HOW TO COMPLETE THIS TASK. How many lines of the records contain the string "positive"? Reply with the number alone.

- - - - - - -

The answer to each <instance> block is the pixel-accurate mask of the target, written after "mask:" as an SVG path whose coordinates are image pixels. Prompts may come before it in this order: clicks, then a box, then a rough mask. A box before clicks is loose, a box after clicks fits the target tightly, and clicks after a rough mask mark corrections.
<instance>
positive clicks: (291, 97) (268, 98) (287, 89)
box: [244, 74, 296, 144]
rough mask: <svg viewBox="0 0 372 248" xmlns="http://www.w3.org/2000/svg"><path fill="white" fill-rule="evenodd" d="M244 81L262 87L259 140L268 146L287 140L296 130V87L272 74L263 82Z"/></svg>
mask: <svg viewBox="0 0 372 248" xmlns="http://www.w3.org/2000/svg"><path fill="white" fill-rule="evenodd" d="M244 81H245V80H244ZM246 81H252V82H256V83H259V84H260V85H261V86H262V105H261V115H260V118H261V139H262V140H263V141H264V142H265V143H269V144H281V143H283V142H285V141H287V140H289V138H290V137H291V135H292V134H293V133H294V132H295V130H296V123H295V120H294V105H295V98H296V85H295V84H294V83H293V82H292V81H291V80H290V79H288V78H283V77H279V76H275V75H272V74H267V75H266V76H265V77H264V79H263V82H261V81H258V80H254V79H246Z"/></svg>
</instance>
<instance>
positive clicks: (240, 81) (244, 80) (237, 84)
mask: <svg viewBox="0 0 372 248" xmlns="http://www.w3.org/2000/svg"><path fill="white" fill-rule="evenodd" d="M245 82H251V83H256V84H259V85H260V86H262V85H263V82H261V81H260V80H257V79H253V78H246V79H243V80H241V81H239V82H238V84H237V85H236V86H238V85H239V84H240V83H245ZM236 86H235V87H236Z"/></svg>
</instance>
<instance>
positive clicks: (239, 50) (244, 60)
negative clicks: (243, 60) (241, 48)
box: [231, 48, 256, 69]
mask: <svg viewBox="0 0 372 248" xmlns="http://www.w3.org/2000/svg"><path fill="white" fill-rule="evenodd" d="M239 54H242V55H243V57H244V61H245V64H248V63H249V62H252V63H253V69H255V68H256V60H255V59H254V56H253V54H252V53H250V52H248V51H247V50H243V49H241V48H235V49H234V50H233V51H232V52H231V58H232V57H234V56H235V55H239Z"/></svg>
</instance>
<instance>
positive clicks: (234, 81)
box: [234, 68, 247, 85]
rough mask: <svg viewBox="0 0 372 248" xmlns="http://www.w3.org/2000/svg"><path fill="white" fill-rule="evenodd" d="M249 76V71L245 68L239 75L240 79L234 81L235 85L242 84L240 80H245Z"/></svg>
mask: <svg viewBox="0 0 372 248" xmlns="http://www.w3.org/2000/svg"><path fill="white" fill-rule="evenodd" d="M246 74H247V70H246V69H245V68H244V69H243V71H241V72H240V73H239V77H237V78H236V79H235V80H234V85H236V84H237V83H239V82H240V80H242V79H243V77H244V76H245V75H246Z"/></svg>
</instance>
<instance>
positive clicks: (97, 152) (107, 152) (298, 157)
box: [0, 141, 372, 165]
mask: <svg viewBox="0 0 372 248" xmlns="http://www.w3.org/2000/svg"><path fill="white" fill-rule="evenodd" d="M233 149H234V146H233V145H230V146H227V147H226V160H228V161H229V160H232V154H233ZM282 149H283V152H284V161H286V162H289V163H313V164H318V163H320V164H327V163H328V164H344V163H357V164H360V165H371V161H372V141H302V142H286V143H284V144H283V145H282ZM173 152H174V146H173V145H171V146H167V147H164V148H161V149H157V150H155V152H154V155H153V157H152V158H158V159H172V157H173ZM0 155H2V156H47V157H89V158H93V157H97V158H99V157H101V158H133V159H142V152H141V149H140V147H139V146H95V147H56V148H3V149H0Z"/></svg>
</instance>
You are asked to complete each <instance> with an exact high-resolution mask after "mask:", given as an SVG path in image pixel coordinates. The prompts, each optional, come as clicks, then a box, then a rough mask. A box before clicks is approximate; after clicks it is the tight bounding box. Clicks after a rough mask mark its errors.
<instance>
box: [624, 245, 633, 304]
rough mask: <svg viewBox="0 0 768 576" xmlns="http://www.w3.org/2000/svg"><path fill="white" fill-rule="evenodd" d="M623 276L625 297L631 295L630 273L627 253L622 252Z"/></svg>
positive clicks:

- - - - - - -

SOLUTION TO THIS EXERCISE. 6